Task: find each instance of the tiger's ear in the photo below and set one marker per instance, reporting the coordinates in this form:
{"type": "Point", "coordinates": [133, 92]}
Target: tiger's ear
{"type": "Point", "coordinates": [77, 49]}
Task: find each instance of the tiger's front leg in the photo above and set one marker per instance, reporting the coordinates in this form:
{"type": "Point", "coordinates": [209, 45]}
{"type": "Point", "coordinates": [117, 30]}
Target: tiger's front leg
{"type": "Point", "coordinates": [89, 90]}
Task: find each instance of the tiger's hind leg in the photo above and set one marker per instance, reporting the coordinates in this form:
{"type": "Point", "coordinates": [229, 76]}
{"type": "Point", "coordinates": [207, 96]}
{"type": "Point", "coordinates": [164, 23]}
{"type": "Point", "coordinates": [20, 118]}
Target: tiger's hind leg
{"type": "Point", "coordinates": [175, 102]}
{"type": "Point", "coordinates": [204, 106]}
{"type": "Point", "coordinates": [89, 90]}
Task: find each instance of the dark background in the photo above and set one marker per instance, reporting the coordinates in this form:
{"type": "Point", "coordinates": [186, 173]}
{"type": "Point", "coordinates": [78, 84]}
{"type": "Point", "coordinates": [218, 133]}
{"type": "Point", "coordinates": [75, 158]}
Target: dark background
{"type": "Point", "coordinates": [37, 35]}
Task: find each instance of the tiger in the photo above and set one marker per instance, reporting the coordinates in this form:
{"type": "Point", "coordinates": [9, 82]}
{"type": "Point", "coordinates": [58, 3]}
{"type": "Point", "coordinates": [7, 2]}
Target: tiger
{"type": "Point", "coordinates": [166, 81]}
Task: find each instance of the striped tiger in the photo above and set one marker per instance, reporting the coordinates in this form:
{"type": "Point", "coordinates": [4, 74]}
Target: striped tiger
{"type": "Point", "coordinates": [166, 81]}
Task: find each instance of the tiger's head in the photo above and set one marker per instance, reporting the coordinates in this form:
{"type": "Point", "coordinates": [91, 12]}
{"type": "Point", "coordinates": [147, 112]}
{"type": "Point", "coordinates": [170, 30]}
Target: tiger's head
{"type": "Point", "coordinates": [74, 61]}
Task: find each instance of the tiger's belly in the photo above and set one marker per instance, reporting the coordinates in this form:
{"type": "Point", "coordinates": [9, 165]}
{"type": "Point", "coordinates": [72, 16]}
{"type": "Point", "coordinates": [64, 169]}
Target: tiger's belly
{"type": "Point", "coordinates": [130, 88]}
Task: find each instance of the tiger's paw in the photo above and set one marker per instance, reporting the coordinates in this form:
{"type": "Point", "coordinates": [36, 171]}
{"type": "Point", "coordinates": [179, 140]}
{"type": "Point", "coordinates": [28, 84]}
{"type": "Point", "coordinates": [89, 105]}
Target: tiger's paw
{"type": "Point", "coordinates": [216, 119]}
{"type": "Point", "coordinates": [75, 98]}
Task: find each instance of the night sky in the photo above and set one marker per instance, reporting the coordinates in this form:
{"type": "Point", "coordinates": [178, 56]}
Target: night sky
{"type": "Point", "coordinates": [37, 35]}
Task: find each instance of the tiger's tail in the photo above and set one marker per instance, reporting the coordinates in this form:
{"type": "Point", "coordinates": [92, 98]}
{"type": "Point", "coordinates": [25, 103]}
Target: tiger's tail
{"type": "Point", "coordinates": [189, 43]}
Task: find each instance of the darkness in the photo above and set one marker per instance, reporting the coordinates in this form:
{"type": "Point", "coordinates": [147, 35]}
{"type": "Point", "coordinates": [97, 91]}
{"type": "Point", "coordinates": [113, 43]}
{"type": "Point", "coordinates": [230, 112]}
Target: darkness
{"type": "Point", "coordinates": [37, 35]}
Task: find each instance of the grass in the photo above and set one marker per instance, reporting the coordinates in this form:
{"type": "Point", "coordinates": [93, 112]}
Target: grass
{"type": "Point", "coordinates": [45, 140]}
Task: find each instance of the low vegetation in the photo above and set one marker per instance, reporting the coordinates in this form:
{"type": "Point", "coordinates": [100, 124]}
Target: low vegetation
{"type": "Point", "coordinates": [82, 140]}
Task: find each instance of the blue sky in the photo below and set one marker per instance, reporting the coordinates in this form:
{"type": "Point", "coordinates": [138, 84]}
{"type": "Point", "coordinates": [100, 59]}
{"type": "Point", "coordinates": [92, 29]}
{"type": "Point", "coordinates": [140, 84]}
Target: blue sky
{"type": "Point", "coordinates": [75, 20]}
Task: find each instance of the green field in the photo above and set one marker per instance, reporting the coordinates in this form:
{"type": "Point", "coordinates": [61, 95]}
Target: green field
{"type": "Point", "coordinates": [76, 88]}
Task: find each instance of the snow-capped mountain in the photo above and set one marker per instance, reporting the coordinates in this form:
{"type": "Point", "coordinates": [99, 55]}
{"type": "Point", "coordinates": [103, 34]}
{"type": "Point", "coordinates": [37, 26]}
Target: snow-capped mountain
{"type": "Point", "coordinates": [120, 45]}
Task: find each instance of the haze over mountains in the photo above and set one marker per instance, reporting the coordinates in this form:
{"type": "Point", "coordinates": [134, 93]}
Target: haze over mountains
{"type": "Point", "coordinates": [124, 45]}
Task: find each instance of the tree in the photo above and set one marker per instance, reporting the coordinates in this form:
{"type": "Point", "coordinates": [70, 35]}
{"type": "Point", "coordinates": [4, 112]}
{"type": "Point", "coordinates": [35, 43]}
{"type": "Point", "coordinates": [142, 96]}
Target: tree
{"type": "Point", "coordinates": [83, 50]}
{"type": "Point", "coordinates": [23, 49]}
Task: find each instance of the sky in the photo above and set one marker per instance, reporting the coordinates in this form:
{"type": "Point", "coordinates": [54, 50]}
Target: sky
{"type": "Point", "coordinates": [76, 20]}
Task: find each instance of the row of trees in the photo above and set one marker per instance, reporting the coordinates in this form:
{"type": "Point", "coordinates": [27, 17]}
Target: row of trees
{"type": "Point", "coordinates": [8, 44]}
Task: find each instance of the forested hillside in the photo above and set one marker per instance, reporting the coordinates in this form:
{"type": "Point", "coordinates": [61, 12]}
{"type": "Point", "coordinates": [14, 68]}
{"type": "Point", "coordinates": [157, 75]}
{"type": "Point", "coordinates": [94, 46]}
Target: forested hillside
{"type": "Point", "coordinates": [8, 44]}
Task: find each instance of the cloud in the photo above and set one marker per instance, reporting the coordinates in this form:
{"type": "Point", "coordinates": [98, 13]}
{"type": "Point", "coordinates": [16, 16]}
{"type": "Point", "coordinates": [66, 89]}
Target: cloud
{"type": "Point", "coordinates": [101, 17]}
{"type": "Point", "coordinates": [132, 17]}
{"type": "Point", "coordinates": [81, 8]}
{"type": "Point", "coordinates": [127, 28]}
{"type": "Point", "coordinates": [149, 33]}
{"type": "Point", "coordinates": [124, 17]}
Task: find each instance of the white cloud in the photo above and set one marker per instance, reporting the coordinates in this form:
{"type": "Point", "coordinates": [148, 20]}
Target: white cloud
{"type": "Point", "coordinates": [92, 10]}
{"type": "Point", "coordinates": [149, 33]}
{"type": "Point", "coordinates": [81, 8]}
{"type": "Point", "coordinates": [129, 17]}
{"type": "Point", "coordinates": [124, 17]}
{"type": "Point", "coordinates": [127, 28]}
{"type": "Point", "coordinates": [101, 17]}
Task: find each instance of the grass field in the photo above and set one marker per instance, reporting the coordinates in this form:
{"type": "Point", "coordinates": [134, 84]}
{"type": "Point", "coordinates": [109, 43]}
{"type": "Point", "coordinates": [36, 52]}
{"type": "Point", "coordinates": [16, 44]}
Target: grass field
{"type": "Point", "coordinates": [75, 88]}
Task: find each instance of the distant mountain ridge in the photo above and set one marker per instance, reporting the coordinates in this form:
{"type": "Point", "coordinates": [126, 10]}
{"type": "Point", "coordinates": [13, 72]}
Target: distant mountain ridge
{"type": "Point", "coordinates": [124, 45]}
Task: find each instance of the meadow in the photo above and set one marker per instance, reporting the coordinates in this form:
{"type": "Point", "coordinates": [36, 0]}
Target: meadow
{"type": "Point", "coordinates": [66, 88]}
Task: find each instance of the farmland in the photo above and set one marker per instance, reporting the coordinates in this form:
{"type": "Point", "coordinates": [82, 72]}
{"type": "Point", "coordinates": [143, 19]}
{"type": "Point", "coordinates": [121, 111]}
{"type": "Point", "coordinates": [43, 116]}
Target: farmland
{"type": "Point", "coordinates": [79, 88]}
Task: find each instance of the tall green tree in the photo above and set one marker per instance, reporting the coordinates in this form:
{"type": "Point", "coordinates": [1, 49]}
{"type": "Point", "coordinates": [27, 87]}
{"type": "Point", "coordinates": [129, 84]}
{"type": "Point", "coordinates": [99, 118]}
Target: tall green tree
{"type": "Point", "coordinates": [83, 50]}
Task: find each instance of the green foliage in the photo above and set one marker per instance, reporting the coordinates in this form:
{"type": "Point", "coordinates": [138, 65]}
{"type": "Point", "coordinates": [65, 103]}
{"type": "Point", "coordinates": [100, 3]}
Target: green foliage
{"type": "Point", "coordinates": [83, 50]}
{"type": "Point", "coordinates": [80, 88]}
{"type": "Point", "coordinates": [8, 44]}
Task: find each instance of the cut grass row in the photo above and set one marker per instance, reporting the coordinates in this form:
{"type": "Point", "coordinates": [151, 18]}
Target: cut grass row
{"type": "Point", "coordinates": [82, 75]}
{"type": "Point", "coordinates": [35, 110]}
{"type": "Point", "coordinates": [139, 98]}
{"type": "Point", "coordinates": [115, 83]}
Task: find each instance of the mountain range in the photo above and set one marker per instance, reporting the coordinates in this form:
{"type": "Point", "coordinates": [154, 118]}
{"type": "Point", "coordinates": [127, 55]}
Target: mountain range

════════════════════

# TASK BRIEF
Using the entries above, extract exactly the span from the line with "Task: find each instance of the cut" to the line with "Task: find each instance of the mountain", both lines included; leave out everything else.

# SOLUTION FOR THIS EXERCISE
Task: find each instance of the cut grass row in the photo above and set one marker per instance, reporting the coordinates in this form:
{"type": "Point", "coordinates": [151, 18]}
Target: cut grass row
{"type": "Point", "coordinates": [82, 75]}
{"type": "Point", "coordinates": [35, 110]}
{"type": "Point", "coordinates": [139, 98]}
{"type": "Point", "coordinates": [115, 83]}
Task: find each instance of the mountain range in the photo above and set one marker per instance, reporting the coordinates in this form:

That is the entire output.